YOUR INSTRUCTIONS:
Count the lines in the items below that contain the string "tree". Reply with that number alone.
====
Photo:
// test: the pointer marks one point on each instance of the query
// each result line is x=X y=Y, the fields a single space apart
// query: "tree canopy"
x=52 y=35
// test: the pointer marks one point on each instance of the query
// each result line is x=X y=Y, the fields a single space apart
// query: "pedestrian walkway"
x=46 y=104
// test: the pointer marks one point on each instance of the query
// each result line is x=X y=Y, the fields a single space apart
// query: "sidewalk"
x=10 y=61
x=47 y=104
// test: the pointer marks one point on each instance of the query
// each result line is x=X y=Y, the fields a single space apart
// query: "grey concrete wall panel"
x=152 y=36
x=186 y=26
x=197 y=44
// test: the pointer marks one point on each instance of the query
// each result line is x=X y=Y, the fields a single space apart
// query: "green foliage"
====
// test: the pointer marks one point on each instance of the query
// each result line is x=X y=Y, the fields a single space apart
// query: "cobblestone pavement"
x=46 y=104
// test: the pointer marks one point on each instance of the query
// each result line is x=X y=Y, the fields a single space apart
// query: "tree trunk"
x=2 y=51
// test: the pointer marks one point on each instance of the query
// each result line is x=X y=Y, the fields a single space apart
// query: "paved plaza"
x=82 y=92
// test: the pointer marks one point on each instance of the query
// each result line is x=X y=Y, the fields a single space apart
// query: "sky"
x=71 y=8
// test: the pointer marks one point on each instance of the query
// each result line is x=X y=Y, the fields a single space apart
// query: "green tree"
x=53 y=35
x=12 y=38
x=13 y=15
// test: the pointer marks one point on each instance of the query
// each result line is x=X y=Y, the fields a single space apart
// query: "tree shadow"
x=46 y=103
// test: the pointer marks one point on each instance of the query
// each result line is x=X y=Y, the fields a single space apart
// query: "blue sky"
====
EXPECTED ANSWER:
4